**Do this:** Please arrange the items below, from the line with "Locate the baseball glove, then" through the end of the items, as a two-column CSV headed item_text and reply, with one row per item giving its text and its answer. Put each field in quotation marks and turn any line breaks into spaces.
* begin Data lines *
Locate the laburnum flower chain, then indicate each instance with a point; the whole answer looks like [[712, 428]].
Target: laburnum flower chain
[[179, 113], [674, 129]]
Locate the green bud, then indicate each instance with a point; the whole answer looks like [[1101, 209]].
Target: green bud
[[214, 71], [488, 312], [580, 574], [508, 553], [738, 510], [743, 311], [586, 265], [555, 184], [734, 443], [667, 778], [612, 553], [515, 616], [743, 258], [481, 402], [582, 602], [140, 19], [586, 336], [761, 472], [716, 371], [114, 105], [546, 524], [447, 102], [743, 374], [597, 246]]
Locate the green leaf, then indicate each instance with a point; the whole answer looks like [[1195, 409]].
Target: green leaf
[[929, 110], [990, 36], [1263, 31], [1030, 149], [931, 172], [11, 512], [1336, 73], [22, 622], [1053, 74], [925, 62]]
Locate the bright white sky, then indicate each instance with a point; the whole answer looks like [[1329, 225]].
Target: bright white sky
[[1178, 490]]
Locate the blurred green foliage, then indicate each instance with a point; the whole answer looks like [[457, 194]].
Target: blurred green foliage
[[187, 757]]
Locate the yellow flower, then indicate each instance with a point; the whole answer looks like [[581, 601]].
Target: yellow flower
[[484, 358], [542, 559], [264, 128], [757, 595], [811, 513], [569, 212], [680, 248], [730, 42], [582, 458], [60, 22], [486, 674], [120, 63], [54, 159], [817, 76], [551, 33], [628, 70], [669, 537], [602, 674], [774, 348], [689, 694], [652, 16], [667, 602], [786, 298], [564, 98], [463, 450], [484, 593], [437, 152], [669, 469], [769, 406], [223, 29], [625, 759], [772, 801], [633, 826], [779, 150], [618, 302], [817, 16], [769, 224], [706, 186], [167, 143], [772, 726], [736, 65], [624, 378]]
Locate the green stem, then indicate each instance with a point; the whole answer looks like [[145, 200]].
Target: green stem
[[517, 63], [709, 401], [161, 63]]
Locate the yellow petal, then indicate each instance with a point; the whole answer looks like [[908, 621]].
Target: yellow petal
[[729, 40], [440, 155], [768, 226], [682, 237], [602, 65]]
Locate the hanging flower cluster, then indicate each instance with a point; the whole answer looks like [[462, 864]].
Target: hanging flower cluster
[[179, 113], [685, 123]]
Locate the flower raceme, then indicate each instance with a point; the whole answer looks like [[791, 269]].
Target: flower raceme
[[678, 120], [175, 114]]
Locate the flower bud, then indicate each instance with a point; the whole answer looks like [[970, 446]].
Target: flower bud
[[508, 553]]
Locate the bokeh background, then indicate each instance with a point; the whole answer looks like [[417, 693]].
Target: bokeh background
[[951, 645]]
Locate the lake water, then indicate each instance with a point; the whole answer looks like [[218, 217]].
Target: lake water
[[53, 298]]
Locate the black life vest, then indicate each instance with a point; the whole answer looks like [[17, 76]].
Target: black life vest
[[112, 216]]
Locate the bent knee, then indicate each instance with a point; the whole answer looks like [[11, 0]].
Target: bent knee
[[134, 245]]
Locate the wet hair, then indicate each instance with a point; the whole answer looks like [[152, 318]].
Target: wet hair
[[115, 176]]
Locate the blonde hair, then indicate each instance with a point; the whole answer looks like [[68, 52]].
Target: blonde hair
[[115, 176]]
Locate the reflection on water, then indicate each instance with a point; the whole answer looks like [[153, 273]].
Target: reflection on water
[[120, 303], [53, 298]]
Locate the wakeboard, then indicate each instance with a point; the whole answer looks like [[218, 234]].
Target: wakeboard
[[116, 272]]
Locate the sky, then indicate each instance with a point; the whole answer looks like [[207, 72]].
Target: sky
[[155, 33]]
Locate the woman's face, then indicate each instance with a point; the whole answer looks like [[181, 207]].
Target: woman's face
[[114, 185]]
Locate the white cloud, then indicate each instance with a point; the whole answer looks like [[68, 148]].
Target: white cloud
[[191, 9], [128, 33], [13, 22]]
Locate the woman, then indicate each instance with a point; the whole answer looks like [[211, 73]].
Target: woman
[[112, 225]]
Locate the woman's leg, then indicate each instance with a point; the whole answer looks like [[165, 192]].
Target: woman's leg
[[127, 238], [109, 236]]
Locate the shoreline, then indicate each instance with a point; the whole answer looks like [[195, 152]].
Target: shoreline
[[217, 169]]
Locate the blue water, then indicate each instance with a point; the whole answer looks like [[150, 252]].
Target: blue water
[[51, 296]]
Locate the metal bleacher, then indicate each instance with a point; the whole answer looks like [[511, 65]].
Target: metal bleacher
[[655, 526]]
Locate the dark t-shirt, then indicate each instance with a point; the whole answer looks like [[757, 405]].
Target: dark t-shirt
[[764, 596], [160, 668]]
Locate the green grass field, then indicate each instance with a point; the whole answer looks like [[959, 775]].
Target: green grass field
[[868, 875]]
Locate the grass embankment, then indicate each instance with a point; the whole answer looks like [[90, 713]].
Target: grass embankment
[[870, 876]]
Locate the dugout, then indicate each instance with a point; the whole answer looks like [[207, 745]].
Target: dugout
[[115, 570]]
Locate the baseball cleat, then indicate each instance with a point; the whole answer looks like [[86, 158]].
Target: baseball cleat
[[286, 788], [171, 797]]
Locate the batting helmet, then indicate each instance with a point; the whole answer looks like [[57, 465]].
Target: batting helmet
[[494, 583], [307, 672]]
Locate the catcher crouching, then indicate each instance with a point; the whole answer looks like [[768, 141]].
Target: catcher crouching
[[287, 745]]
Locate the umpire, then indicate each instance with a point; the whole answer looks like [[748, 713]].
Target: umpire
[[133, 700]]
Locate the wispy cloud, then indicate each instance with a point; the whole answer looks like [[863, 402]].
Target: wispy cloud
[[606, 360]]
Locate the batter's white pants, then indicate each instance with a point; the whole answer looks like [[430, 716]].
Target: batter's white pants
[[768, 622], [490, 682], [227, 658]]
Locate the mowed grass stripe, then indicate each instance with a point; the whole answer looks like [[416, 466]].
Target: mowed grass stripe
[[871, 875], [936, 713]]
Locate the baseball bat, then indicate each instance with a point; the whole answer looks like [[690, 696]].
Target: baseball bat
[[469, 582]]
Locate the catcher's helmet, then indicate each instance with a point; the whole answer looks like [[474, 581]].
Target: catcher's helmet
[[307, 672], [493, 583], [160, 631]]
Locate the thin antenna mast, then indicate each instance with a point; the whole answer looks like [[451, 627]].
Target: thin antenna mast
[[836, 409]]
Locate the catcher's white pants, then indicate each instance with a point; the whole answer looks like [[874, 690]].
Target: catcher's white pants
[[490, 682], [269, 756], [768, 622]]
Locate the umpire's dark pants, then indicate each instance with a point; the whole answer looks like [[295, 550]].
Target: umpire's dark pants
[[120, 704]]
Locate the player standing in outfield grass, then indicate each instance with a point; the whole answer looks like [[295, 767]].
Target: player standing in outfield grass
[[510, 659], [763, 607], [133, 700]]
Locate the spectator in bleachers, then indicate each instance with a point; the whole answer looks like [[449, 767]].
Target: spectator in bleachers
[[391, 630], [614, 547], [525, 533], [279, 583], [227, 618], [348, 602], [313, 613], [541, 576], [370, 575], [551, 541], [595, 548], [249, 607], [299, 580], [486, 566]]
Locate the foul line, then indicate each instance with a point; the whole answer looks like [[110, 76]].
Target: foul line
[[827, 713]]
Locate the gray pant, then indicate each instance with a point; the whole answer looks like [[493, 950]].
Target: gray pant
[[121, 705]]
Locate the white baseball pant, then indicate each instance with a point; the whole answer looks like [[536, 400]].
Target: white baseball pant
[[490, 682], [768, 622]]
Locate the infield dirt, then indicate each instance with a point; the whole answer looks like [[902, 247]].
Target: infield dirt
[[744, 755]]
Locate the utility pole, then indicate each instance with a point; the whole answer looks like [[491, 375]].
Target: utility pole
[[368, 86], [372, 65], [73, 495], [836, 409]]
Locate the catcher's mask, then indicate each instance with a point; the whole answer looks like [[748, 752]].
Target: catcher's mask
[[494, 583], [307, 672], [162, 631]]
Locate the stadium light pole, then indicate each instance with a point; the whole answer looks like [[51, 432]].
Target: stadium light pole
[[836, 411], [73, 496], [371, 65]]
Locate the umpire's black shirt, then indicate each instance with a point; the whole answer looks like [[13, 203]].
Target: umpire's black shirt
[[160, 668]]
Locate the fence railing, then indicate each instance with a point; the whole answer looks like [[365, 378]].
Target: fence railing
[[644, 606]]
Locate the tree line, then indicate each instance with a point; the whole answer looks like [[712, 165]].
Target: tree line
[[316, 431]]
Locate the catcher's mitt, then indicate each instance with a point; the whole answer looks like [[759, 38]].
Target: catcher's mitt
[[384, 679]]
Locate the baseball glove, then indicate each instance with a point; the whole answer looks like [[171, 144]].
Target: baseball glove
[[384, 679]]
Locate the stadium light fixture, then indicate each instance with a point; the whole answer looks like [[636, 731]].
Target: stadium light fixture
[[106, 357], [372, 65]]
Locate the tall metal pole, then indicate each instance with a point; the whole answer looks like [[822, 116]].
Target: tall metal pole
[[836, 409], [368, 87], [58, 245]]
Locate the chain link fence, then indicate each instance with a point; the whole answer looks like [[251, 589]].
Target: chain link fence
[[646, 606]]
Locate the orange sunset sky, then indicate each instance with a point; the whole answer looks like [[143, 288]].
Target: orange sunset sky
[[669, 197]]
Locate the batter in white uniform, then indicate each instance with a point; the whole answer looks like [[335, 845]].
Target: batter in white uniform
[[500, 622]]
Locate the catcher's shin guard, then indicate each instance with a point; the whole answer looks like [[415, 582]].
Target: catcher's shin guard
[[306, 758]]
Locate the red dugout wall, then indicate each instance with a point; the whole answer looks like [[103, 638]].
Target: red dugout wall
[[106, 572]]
* end Data lines *
**Output below:**
item_text,reply
"Locate the baseball glove, then indicate each instance with a point; the whole answer looks like [[171, 144]]. Target: baseball glove","[[384, 679]]"
"Locate the stadium light fixture, then indicate each instance with a point; the whole answer looks like [[636, 731]]. Target: stadium light fixture","[[106, 357], [372, 65]]"
"Locate the tall metal pole, then indicate each instance with a point; the whole answer looks like [[822, 116]]. Target: tall metal pole","[[836, 409], [368, 87], [58, 245]]"
"Locate the chain link fence, then indicate each instance with a point; the whole answer looks like [[251, 589]]. Target: chain link fence","[[646, 606]]"
"Locate the orange sunset sky, then indicate each instance with a point; the whole answer looks like [[143, 288]]. Target: orange sunset sky","[[669, 197]]"
"Locate the batter in white uniform, then indicate each instance with a point; the whole answer looks like [[335, 845]]. Target: batter in white uniform","[[500, 622]]"
"Locate the catcher's shin guard, then indicate each instance with a point; the whole answer looks like [[415, 582]]. Target: catcher's shin guard","[[306, 758]]"
"Locate the red dugout wall, then indicate each instance with a point; the whole answer looks like [[103, 638]]. Target: red dugout wall","[[106, 572]]"